§ **抜粋文**
........
食品の製造・流通のグローバル化を受け、2018年6月に可決した改正食品衛生法によって、日本でも2020年6月1日より「HACCP導入の義務化」が始まりました。そして一年の猶予期間を経て、2021年6月からは「HACCP完全義務化」が全ての食品関連事業者に求められます。

2021年6月から完全義務化されたHACCP

「HACCP(ハサップ)」は、アメリカのアポロ計画の中で宇宙食の安全性を確保するために発案された衛生管理手法です。その後、食品業界に評価されたことをきっかけに、次第に世界に広がり、いまでは衛生管理の国際的な手法となりました。「HACCP」の意味ですが、「Hazard(危害)Analysis(分析)Critical(重要)Control(管理)Point(点)」の頭文字をとってできた造語です。

HACCP(ハサップ)導入の対象となる事業者は?
対象は「食品の製造・加工、調理、販売、飲食店などの食品を扱うすべての事業者」です。大規模な食品工場や、食品を加工しない販売のみのスーパー、個人経営の飲食店もHACCPを導入しなければなりません。
また、学校や病院等の営業ではない集団給食施設も、HACCP に沿った衛生管理を実施しなければなりません(ただし、1回の提供食数が20食程度未満の施設は対象外)。

しかし、小規模事業者と大規模事業者とでは、人員や資金面で差が出てしまいます。そこで改正食品衛生法では、事業規模ごとの基準を設けています。

●一般事業者…従業員数が50名以上の企業
→ HACCPに基づく衛生管理(旧基準A)

●小規模事業者…従業員数が50名未満で、一般衛生管理の対応範囲内の業種→ HACCPに沿った衛生管理(旧基準B)
※従業員数:アルバイト・パートタイマー含む。

ざっくり言えば、飲食店で食材から提供までの各ポイントで、菌を増やさないなどの活動をもう少し詳しくしたもので、これまで行っている衛生管理と基本的には同じイメージです。

違反した場合の罰則について
HACCPの制度化は法律で定められたものでありますが、改正食品衛生法では明確に罰則が規定されていません。しかし、全く罰則がないとは言い切れません。なぜなら、改正食品衛生法には以下のような条文があるためです。

都道府県知事等は、公衆衛生上必要な措置について、第一項の規定により定められた基準に反しない限り、条例で必要な規定を定めることができる。

食品衛生法

これは“都道府県にて定められる条例にて罰則が規定される可能性がある”ということです。地方自治法によると、条例で定めることができる罰則は「2年以内の懲役、100万円以下の罰金」という上限がありますが、それでもなかなか重い罰則です。HACCPの義務化に対応できているかは営業許可の取得や更新のときにもチェックされる可能性がありますので、義務化を無視することはできないと考えておきましょう。
........
§ **取り組む課題**
HACCPについての抜粋文の「対象は「食品の製造・加工、調」から「模ごとの基準を設けています。」までを、両端の語句も含めて書き写す。その際、「個人経営の飲食店」を「個人経営の食堂」に差し替える。
........
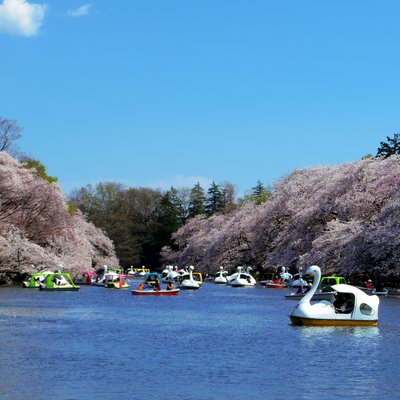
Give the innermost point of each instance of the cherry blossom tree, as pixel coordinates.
(344, 218)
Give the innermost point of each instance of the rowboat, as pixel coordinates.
(152, 292)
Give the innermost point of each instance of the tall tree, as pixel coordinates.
(229, 193)
(9, 133)
(392, 146)
(259, 194)
(215, 201)
(197, 201)
(39, 169)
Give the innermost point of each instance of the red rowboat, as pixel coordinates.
(152, 292)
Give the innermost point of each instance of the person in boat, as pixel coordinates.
(278, 281)
(343, 304)
(302, 290)
(369, 284)
(157, 284)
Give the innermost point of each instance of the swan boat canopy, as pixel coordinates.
(33, 281)
(151, 287)
(85, 278)
(58, 281)
(169, 274)
(242, 278)
(221, 276)
(116, 281)
(189, 281)
(349, 307)
(324, 291)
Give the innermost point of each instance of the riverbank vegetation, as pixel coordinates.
(38, 231)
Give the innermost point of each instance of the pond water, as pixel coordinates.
(215, 343)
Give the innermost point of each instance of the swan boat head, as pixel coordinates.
(350, 306)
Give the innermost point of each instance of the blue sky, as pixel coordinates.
(170, 92)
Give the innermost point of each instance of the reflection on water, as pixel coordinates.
(215, 343)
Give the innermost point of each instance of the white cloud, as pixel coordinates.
(19, 17)
(80, 11)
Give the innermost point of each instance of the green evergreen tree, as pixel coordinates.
(197, 201)
(215, 201)
(259, 194)
(39, 168)
(392, 146)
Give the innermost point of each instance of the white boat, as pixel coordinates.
(242, 278)
(221, 276)
(187, 281)
(350, 306)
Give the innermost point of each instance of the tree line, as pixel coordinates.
(144, 223)
(141, 221)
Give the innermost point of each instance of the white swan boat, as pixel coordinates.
(242, 278)
(220, 276)
(351, 306)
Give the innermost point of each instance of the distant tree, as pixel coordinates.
(196, 201)
(259, 194)
(39, 169)
(229, 193)
(392, 146)
(215, 200)
(9, 133)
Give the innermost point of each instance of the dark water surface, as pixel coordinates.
(215, 343)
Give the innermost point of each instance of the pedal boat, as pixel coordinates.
(116, 281)
(33, 281)
(220, 277)
(85, 278)
(242, 278)
(360, 308)
(59, 282)
(154, 292)
(189, 281)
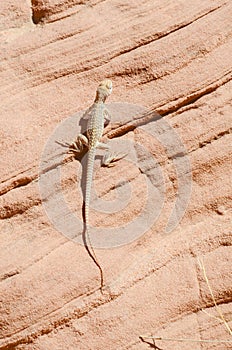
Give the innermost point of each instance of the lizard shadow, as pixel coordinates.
(151, 345)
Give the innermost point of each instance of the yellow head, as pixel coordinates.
(104, 90)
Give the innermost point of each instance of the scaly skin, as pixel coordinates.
(95, 129)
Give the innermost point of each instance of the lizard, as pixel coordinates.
(95, 127)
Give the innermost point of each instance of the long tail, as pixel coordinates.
(86, 238)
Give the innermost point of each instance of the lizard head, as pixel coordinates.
(104, 90)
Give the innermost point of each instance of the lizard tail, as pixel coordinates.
(86, 237)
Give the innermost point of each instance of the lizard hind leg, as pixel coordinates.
(110, 158)
(78, 145)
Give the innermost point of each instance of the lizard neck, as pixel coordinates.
(100, 96)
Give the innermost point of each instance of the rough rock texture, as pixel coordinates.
(172, 57)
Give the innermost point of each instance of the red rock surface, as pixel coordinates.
(172, 57)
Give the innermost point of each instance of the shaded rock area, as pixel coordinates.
(160, 211)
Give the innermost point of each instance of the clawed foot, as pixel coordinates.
(78, 145)
(110, 159)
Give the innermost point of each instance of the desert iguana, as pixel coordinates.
(97, 114)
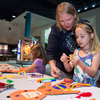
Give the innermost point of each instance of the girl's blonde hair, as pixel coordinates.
(94, 42)
(67, 8)
(39, 48)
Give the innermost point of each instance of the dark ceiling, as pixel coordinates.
(42, 7)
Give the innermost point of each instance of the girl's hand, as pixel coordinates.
(74, 61)
(55, 72)
(21, 68)
(63, 58)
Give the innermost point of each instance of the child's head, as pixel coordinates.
(86, 29)
(38, 52)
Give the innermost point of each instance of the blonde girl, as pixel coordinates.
(86, 58)
(39, 58)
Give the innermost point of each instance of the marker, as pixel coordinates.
(43, 81)
(21, 64)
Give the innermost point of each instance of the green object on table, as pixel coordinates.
(9, 81)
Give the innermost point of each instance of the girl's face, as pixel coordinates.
(66, 20)
(83, 38)
(32, 52)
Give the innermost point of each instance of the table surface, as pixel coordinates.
(25, 83)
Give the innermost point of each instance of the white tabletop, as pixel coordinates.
(25, 83)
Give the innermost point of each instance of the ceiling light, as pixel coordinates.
(79, 10)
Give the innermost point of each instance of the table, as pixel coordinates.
(24, 84)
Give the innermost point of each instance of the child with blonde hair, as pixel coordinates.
(86, 58)
(39, 58)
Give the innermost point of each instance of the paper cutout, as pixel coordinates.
(70, 57)
(46, 89)
(8, 68)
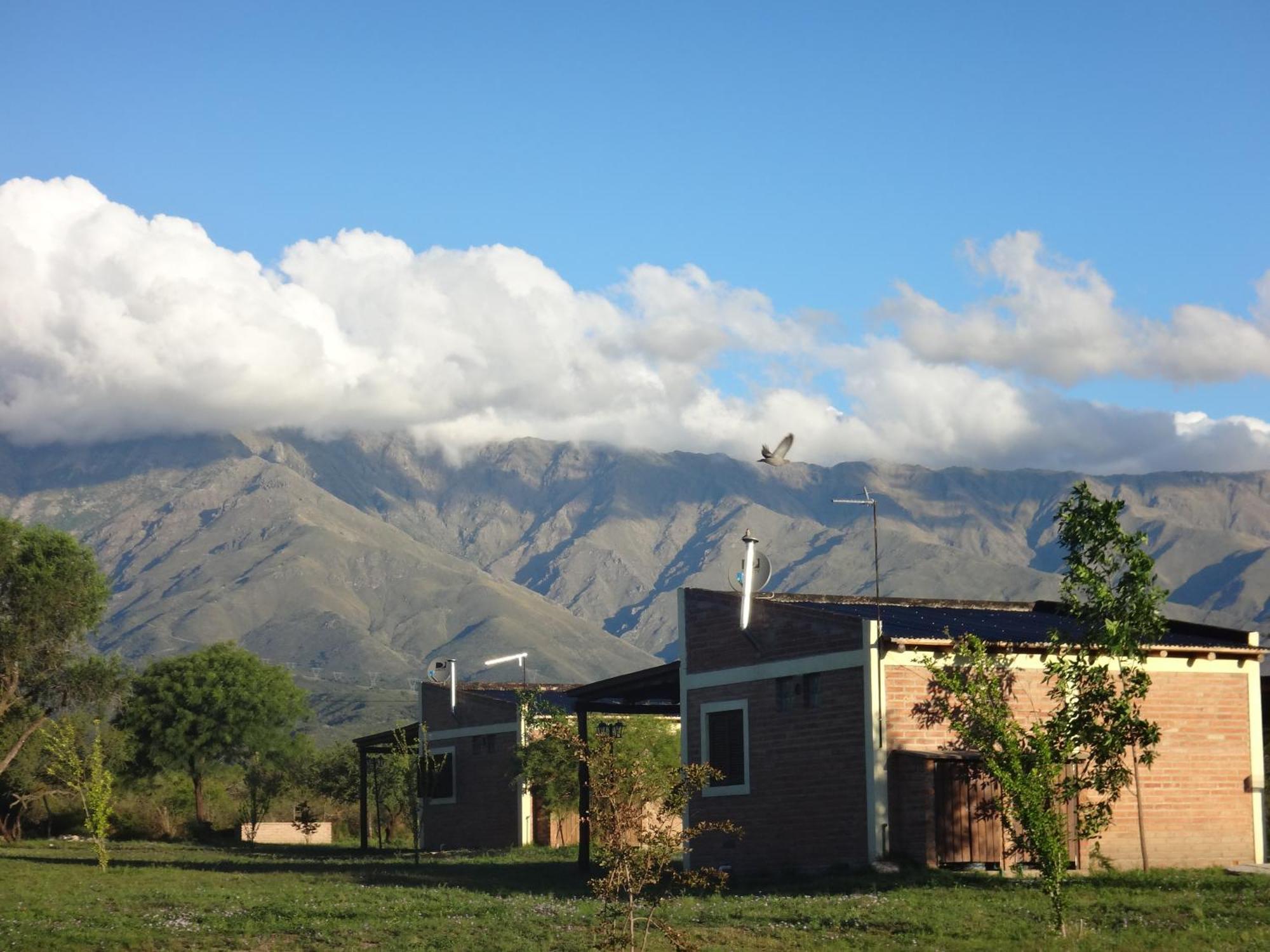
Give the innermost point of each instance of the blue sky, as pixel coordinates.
(816, 153)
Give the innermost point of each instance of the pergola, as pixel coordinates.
(382, 743)
(653, 691)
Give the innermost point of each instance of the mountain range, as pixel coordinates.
(358, 559)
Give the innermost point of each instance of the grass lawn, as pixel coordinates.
(173, 897)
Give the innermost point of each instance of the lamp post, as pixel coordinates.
(519, 658)
(873, 505)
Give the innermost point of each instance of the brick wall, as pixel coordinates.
(487, 809)
(486, 813)
(806, 810)
(1197, 797)
(780, 631)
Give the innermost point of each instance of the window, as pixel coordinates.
(812, 690)
(726, 746)
(441, 776)
(784, 694)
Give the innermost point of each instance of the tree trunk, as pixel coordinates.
(200, 812)
(22, 739)
(1142, 819)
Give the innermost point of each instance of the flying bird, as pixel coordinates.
(778, 458)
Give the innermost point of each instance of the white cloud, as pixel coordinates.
(1059, 321)
(117, 326)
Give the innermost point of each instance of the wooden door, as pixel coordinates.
(967, 831)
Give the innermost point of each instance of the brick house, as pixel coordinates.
(474, 798)
(810, 714)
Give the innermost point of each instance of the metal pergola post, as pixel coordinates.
(584, 798)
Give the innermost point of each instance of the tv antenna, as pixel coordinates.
(873, 505)
(440, 672)
(519, 658)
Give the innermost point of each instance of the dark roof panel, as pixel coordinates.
(1006, 623)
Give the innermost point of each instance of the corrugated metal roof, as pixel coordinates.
(1006, 623)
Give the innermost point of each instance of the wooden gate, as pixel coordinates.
(967, 830)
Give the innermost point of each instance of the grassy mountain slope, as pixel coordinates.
(246, 549)
(365, 554)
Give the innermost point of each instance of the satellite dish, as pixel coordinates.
(763, 573)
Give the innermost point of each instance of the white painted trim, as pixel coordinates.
(772, 670)
(877, 807)
(708, 709)
(1031, 661)
(455, 733)
(684, 708)
(454, 776)
(1258, 775)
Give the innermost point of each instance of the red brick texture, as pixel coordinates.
(780, 631)
(487, 809)
(1197, 795)
(806, 810)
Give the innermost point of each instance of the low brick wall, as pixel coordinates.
(285, 833)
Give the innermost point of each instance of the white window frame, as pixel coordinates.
(454, 777)
(732, 790)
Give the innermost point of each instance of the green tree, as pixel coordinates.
(219, 705)
(88, 777)
(262, 781)
(407, 771)
(1097, 681)
(549, 765)
(51, 595)
(637, 808)
(307, 821)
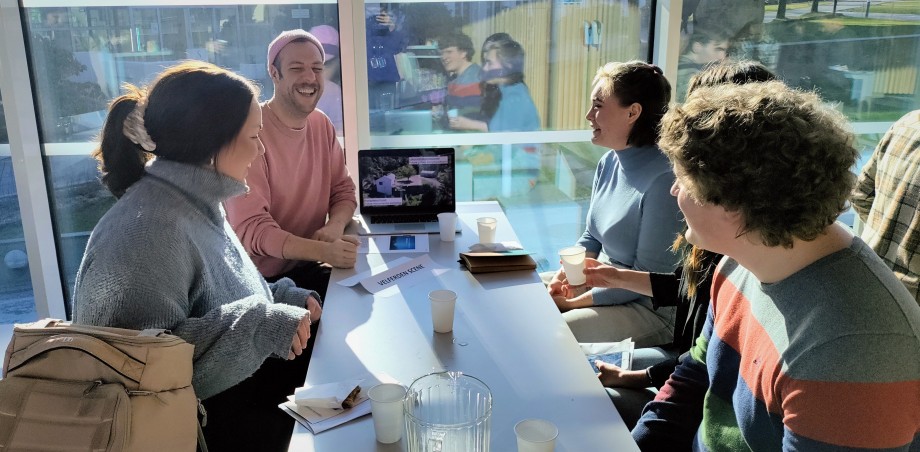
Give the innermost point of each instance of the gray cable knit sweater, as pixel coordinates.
(165, 257)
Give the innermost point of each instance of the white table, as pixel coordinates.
(507, 332)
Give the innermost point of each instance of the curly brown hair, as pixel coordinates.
(778, 156)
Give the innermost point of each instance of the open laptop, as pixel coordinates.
(402, 191)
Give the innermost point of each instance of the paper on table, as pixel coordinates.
(382, 244)
(616, 353)
(355, 279)
(405, 275)
(328, 396)
(321, 419)
(496, 247)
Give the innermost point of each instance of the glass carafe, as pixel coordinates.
(448, 412)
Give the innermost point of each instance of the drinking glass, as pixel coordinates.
(448, 412)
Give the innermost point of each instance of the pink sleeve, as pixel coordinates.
(249, 216)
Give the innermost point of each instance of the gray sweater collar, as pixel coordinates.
(201, 183)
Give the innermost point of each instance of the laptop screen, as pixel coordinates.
(406, 181)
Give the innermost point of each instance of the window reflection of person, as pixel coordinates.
(330, 102)
(384, 41)
(464, 93)
(705, 47)
(506, 102)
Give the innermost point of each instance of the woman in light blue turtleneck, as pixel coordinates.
(632, 218)
(165, 257)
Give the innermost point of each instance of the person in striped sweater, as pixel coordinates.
(810, 342)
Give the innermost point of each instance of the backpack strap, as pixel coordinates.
(112, 357)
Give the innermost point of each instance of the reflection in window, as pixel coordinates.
(444, 69)
(85, 54)
(863, 56)
(17, 302)
(425, 60)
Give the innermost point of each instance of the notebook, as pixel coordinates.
(403, 190)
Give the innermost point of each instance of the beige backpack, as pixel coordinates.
(78, 387)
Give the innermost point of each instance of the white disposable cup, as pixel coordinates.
(573, 262)
(487, 227)
(447, 222)
(536, 435)
(443, 303)
(387, 411)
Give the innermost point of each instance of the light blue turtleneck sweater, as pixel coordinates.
(164, 256)
(632, 218)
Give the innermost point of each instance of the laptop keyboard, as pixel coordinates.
(392, 219)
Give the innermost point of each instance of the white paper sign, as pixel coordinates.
(404, 275)
(355, 279)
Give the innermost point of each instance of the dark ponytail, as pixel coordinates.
(189, 113)
(121, 162)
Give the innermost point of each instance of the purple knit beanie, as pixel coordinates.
(285, 38)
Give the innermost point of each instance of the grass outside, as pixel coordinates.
(895, 7)
(790, 5)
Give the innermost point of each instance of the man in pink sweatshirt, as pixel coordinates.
(301, 195)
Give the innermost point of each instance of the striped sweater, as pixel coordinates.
(827, 359)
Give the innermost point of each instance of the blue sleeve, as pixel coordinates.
(516, 112)
(660, 223)
(671, 421)
(587, 240)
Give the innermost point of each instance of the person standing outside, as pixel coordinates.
(887, 197)
(810, 342)
(463, 90)
(330, 102)
(705, 47)
(506, 102)
(301, 195)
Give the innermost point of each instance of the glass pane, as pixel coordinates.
(441, 73)
(17, 301)
(83, 56)
(862, 56)
(442, 67)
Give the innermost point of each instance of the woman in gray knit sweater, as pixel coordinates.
(164, 255)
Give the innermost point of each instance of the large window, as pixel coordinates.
(507, 84)
(81, 56)
(17, 303)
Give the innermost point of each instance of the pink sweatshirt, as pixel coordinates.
(292, 189)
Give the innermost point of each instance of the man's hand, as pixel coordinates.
(328, 233)
(598, 274)
(556, 287)
(341, 253)
(299, 342)
(316, 311)
(564, 304)
(612, 376)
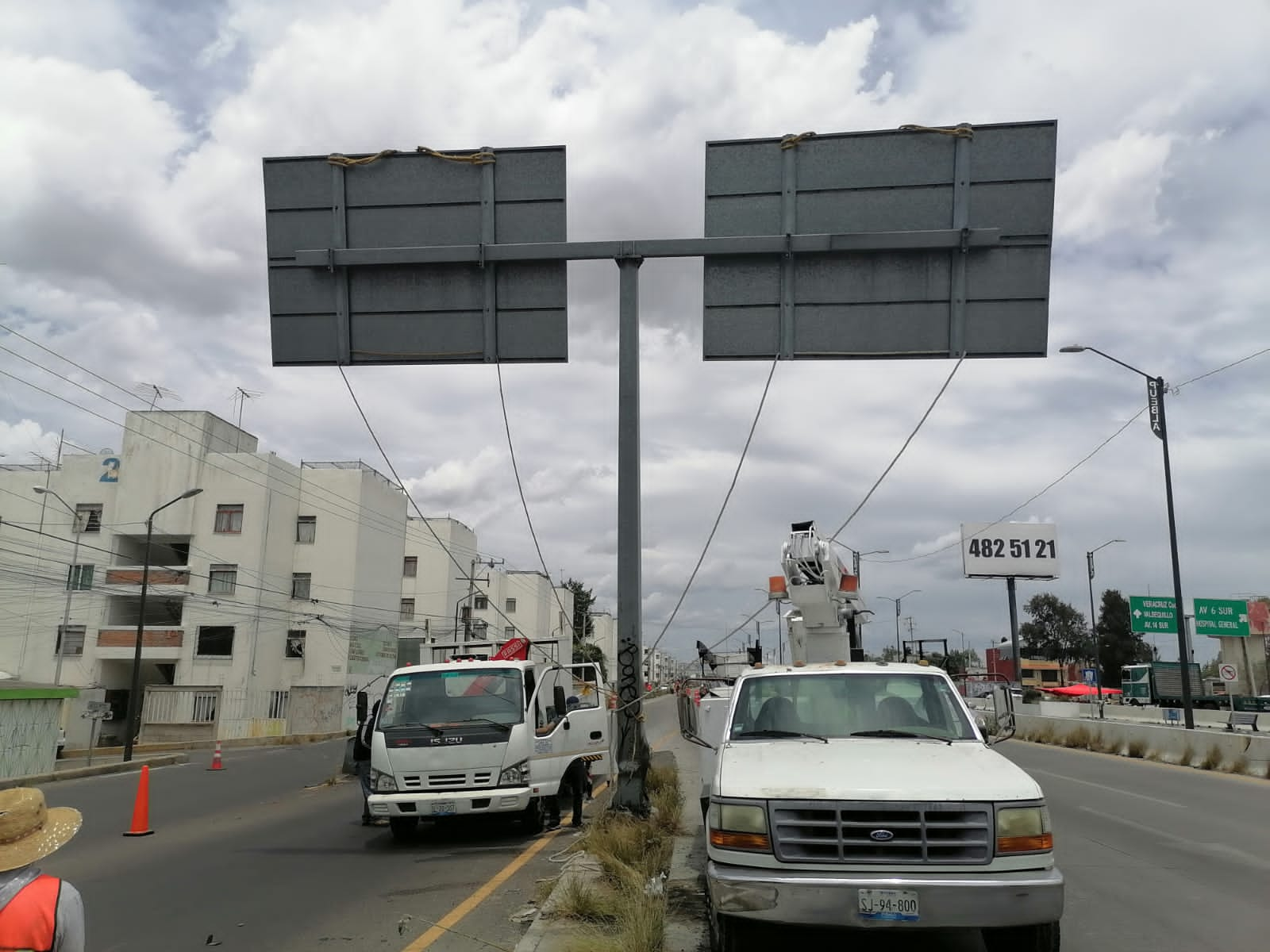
........
§ **記述解答**
対象は「食品の製造・加工、調理、販売、飲食店などの食品を扱うすべての事業者」です。大規模な食品工場や、食品を加工しない販売のみのスーパー、個人経営の食堂もHACCPを導入しなければなりません。
また、学校や病院等の営業ではない集団給食施設も、HACCP に沿った衛生管理を実施しなければなりません(ただし、1回の提供食数が20食程度未満の施設は対象外)。

しかし、小規模事業者と大規模事業者とでは、人員や資金面で差が出てしまいます。そこで改正食品衛生法では、事業規模ごとの基準を設けています。